# WHAT YOU HAVE TO DO
Which lines in the material below contain the string "xmin"? Copy each of those lines in full, and treat uppercase and lowercase letters as different.

— Start of THE INPUT —

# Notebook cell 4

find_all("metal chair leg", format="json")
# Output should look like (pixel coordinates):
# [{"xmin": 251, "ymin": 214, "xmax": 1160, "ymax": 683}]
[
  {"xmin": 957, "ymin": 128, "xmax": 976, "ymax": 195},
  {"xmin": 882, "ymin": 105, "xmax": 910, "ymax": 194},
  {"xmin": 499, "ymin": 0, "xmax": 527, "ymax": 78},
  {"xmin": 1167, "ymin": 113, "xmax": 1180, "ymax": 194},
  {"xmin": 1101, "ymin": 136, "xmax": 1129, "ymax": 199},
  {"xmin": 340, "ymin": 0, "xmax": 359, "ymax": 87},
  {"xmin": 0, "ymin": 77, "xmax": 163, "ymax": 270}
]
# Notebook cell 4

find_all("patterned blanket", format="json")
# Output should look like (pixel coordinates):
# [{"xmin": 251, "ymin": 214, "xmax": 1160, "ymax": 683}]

— End of THE INPUT —

# ANSWER FOR THE TASK
# [{"xmin": 251, "ymin": 214, "xmax": 1160, "ymax": 683}]
  {"xmin": 957, "ymin": 128, "xmax": 976, "ymax": 195},
  {"xmin": 882, "ymin": 105, "xmax": 910, "ymax": 194},
  {"xmin": 499, "ymin": 0, "xmax": 527, "ymax": 78},
  {"xmin": 1167, "ymin": 113, "xmax": 1180, "ymax": 194},
  {"xmin": 1101, "ymin": 136, "xmax": 1129, "ymax": 199},
  {"xmin": 340, "ymin": 0, "xmax": 359, "ymax": 87},
  {"xmin": 0, "ymin": 77, "xmax": 163, "ymax": 270}
# [{"xmin": 251, "ymin": 214, "xmax": 1160, "ymax": 683}]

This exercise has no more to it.